**Выбранный фрагмент**
━━━━

Круглосуточная трансляция из офиса Эргосоло

Мир, труд, динамит

Интеллектуальные способности Нобелей были такими, что даже если бы они занимались упаковкой для кефира, то все равно бы разбогатели и прославилис

Про Нобелевскую премию знают все, а вот личность ее основателя Альфреда Нобеля все еще остается загадкой. Но только не для профессора Аркадия Мелуа, генерального директора Научного издательства биографической международной энциклопедии «Гуманистика». Он уже больше 20 лет исследует историю семьи Нобель и изучил жизнь Альфреда чуть ли не по дням. Сейчас идет работа над серией «Документы жизни и деятельности семьи Нобель», в которой впервые публикуются факсимиле уникальных документов. Накануне официальных церемоний вручения Нобелевских премий за 2012 год, которые пройдут в Стокгольме и Осло 10 декабря, Аркадий Мелуа рассказал «Итогам» о неизвестных страницах истории знаменитого семейства.

— Аркадий Иванович, правда ли, что, изучая историю семьи Нобель, вы то и дело совершаете какие-то открытия?

— Это действительно так. Когда работаешь с архивами Нобелей, конечно, хочется разыскать, увидеть и «потрогать» материальные объекты, имевшие отношение к семье. Один из последних таких объектов обнаружился в Чехии. Анализируя архивные данные, я узнал, что где-то в районе Праги находилась динамитная лаборатория Альфреда Нобеля. Попросил своего коллегу, который живет в Чехии, поехать на разведку. И действительно, в горах он обнаружил около десятка строений, ранее бывших динамитной лабораторией. Сейчас владельцы этих строений — итальянские предприниматели. Конечно, меня сразу заинтересовало, сохранились ли документы того времени. По словам местных жителей, бумаг было очень много, но два года назад случилось обширное наводнение, в результате чего большая часть документов намокла, они были утрачены.

— Немногие имеют представление о том, что собой представляла семья Нобель...

— Семья была выдающаяся. Ее глава — Эммануэль Нобель, отец Альфреда, — был изобретателем. Он все время что-то придумывал и порой успешно воплощал свои творения в жизнь — например, экспериментировал с каучуком. При этом он часто испытывал трудности с финансами. У него с женой Андриеттой было четверо сыновей — Роберт, Людвиг, Альфред и Эмиль. Все братья были одаренными и позднее проявили себя и в бизнесе, и в науке. Поначалу семья жила в Швеции, однако в 1837 году Эммануэль получил предложение реализовать свои идеи в Санкт-Петербурге и решился на эмиграцию. Там по заказу военных он начал изготавливать мины, его изобретения получили одобрение царя — как-то он даже был премирован 3000 рублями серебром. Через несколько лет Эммануэль забрал семью к себе, Альфреду на тот момент было девять лет. Школьные предметы ему преподавали на дому лучшие ученые того времени — в частности, химик Николай Зинин. По сути, с подачи Зинина Альфред, когда вырос, отправился в Европу для изучения взрывчатых веществ.

━━━━

**Что нужно сделать**
**A.** В каком году, согласно фрагменту о семье Нобель, Эммануэль Нобель получил предложение реализовать свои идеи в Санкт-Петербурге?
**B.** Скопируйте из фрагмента о семье Нобель часть, которая начинается со слов, содержащих «Круглосуточная трансляция из», и заканчивается словами «истории знаменитого семейства.».
Данные взяты из другого источника.

**Исследуемые данные**
━━━━

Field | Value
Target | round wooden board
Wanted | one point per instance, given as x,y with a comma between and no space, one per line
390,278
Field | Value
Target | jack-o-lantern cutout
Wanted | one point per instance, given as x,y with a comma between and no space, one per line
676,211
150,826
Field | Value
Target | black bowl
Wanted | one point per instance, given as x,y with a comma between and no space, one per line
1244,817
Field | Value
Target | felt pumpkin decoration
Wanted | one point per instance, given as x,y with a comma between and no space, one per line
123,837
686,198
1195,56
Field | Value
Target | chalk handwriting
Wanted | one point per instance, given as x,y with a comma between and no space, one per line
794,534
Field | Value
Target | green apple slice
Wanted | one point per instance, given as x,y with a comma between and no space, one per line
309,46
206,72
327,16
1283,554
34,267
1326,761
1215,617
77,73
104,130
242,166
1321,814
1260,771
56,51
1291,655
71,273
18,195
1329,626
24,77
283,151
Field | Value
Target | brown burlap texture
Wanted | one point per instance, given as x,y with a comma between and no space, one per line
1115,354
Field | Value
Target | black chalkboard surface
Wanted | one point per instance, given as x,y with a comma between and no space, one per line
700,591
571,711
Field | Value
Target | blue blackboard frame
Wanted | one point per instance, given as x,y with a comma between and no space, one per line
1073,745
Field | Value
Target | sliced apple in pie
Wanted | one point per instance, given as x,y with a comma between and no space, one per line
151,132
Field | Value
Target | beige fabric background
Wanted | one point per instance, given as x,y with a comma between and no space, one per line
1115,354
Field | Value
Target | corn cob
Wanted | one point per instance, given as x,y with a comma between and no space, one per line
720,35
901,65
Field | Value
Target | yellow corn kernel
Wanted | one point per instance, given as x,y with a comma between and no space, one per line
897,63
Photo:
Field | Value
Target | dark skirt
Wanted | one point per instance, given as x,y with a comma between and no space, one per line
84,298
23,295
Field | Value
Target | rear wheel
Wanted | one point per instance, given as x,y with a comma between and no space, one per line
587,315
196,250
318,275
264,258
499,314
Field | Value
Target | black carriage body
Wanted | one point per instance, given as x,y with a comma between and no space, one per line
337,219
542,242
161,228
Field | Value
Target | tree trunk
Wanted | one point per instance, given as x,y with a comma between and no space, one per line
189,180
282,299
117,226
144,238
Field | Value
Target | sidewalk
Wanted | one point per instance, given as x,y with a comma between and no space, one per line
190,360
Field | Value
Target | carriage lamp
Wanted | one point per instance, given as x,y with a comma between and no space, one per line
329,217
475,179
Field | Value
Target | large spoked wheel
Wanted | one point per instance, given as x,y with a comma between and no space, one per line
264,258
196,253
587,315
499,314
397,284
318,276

━━━━

**Ответы**
**A.** В 1837 году.

**B.**
Круглосуточная трансляция из офиса Эргосоло

Мир, труд, динамит

Интеллектуальные способности Нобелей были такими, что даже если бы они занимались упаковкой для кефира, то все равно бы разбогатели и прославилис

Про Нобелевскую премию знают все, а вот личность ее основателя Альфреда Нобеля все еще остается загадкой. Но только не для профессора Аркадия Мелуа, генерального директора Научного издательства биографической международной энциклопедии «Гуманистика». Он уже больше 20 лет исследует историю семьи Нобель и изучил жизнь Альфреда чуть ли не по дням. Сейчас идет работа над серией «Документы жизни и деятельности семьи Нобель», в которой впервые публикуются факсимиле уникальных документов. Накануне официальных церемоний вручения Нобелевских премий за 2012 год, которые пройдут в Стокгольме и Осло 10 декабря, Аркадий Мелуа рассказал «Итогам» о неизвестных страницах истории знаменитого семейства.